_WHAT THE TASK ASKS_
Quote the line containing "Task: annotate a point on every instance of the red" and all lines that follow it in the listing below, exactly as written.

----------------

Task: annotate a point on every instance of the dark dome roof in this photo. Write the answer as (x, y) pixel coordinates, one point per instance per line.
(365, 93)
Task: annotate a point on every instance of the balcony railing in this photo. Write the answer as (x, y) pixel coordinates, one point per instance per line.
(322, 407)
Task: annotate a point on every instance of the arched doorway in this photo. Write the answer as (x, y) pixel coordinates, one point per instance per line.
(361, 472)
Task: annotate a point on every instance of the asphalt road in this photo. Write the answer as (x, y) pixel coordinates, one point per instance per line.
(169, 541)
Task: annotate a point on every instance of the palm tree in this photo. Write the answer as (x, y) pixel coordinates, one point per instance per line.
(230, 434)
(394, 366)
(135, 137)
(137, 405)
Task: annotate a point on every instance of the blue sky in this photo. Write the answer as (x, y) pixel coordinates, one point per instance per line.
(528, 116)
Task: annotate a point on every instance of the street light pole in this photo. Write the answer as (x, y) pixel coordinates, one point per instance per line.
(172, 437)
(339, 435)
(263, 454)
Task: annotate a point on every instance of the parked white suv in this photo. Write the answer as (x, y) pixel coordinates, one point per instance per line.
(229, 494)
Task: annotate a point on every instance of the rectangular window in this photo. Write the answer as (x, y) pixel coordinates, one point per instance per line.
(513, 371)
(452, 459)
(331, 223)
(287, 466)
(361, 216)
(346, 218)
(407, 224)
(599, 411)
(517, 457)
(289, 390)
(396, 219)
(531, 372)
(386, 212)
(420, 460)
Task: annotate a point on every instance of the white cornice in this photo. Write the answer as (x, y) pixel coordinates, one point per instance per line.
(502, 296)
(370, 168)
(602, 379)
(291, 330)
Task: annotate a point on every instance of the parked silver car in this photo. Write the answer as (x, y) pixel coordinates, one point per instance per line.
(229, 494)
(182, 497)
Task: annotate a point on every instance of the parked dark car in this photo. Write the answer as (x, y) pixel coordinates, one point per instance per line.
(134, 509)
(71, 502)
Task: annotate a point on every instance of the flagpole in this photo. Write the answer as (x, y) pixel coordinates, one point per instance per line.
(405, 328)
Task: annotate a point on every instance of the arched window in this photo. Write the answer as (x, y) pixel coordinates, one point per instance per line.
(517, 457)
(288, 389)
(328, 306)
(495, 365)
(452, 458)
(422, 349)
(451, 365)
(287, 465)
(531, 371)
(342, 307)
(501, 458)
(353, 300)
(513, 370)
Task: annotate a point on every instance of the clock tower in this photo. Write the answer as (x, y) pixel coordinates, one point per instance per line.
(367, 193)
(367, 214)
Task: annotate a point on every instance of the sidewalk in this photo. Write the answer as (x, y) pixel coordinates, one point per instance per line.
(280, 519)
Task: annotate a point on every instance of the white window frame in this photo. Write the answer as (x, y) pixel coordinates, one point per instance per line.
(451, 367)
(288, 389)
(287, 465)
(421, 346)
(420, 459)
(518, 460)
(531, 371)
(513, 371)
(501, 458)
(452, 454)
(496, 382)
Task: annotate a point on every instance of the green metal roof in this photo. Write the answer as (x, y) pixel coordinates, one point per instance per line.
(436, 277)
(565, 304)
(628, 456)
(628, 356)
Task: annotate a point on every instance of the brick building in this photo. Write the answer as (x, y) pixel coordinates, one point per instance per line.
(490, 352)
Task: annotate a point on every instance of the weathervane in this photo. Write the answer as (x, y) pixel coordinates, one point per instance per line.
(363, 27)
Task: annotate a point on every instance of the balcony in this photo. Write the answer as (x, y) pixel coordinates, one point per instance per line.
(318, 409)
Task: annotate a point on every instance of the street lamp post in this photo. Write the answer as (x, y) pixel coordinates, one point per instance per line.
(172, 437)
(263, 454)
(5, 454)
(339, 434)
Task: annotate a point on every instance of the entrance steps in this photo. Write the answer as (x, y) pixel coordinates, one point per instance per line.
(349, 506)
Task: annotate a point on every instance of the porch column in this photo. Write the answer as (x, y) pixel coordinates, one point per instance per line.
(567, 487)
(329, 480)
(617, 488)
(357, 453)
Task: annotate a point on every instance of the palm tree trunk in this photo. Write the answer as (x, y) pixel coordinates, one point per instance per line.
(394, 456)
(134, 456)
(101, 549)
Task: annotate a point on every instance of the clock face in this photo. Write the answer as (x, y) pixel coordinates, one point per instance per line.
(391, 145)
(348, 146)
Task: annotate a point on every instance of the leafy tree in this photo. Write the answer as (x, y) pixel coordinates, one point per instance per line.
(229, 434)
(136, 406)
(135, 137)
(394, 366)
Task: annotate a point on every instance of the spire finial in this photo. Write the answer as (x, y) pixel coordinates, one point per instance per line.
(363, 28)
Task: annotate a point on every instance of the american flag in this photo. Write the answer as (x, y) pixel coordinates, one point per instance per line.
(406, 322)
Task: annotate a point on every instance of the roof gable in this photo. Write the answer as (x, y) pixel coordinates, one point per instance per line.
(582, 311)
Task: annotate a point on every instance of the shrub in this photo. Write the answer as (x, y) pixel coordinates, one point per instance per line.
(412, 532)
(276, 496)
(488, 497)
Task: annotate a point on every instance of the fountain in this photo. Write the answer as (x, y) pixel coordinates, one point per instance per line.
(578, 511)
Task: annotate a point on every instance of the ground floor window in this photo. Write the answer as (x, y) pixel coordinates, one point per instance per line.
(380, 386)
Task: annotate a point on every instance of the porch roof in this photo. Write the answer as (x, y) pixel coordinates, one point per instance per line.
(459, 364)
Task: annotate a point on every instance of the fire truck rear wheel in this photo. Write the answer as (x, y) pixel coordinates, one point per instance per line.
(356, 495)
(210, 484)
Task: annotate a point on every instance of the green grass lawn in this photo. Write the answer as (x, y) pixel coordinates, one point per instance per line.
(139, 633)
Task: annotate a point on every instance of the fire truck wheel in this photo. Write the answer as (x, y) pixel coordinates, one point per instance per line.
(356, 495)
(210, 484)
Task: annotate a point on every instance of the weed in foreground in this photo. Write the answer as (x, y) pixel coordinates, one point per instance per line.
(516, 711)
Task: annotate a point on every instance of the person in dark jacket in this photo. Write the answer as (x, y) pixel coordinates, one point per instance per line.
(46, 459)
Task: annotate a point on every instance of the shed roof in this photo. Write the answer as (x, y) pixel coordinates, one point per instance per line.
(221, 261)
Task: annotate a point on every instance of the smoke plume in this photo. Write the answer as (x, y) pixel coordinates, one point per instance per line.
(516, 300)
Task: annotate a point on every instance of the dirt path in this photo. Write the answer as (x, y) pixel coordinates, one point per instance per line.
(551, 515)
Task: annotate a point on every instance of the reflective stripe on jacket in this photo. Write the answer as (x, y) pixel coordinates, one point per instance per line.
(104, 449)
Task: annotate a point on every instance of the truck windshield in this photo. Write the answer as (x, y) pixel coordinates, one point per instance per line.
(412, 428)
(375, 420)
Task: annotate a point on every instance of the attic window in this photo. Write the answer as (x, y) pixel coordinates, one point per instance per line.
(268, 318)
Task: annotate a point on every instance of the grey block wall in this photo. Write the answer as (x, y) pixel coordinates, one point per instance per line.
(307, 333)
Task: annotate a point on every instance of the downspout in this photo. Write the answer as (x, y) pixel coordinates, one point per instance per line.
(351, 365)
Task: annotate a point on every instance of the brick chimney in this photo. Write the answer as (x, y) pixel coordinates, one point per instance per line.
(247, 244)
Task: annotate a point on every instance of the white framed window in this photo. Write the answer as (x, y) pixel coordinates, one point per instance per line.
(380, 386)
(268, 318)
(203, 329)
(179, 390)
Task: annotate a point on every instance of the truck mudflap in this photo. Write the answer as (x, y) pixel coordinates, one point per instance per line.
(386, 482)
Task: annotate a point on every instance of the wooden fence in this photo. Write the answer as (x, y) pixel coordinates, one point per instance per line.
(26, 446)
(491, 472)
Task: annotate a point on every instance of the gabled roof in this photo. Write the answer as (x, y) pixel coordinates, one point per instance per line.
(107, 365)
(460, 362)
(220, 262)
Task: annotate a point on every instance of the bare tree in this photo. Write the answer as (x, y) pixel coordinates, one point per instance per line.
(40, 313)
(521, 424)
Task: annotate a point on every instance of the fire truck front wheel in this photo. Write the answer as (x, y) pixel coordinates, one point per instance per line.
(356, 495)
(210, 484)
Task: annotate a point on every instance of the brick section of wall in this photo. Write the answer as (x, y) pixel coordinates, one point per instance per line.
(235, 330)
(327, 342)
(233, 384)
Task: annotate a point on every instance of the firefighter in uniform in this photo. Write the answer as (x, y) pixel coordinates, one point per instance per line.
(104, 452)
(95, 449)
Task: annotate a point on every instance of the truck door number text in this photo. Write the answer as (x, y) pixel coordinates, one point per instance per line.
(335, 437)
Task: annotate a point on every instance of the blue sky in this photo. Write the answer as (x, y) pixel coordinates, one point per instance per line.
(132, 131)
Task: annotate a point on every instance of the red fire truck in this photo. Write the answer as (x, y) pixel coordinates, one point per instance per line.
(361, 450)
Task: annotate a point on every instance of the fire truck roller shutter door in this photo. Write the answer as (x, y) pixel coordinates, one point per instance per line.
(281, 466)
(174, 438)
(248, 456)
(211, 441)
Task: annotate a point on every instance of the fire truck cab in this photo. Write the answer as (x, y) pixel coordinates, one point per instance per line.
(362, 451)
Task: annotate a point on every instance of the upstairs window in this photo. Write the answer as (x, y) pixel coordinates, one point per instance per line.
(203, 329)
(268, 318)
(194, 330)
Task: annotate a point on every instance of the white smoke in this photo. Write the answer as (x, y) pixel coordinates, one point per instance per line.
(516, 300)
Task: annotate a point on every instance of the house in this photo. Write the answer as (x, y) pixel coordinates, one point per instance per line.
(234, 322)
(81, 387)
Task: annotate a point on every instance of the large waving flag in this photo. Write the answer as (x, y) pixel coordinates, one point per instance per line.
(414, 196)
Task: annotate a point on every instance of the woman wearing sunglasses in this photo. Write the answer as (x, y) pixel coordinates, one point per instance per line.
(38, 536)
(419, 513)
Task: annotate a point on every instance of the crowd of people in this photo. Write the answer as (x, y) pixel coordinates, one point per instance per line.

----------------

_YOUR RESPONSE_
Task: annotate a point on every instance of the red fire truck in this photo. Write the answer as (x, y) pixel coordinates, one point per instance per line.
(361, 450)
Task: annotate a point on every instance of the fire truck roller shutter door in this photo. Write the answer as (x, y) pixel coordinates, one point per instance per line.
(281, 466)
(174, 438)
(248, 456)
(211, 441)
Task: annotate a point on every instance of the fire truck cab in this photo. Write the answer as (x, y) pixel coordinates, one point per instance per line.
(362, 451)
Task: annotate a point on every instance of the upstairs window in this photo. Write the answer as (x, y) pixel coordinates, one point per instance per line.
(203, 329)
(268, 318)
(194, 330)
Task: annotate a point on every instance of the white smoke in this photo. Write the answer as (x, y) pixel coordinates, one point per instance per line.
(516, 300)
Task: annotate a point on every instance of the house in this photo. Write the answer as (x, y) pixel coordinates, one point per instance per line.
(234, 322)
(81, 387)
Task: annotate a point on every instance of the large waving flag in this photo. Write the answer as (x, y) pixel coordinates, one point per instance per line.
(414, 196)
Task: annotate a point on every instance of the woman wearing sunglasses in this photo. Write the answer as (x, y) pixel coordinates, one point per instance per line.
(38, 536)
(419, 513)
Task: annotate a point on every instance of the crowd of people in this photo. Write the answer as (x, y) pixel coordinates, one point per instance per line.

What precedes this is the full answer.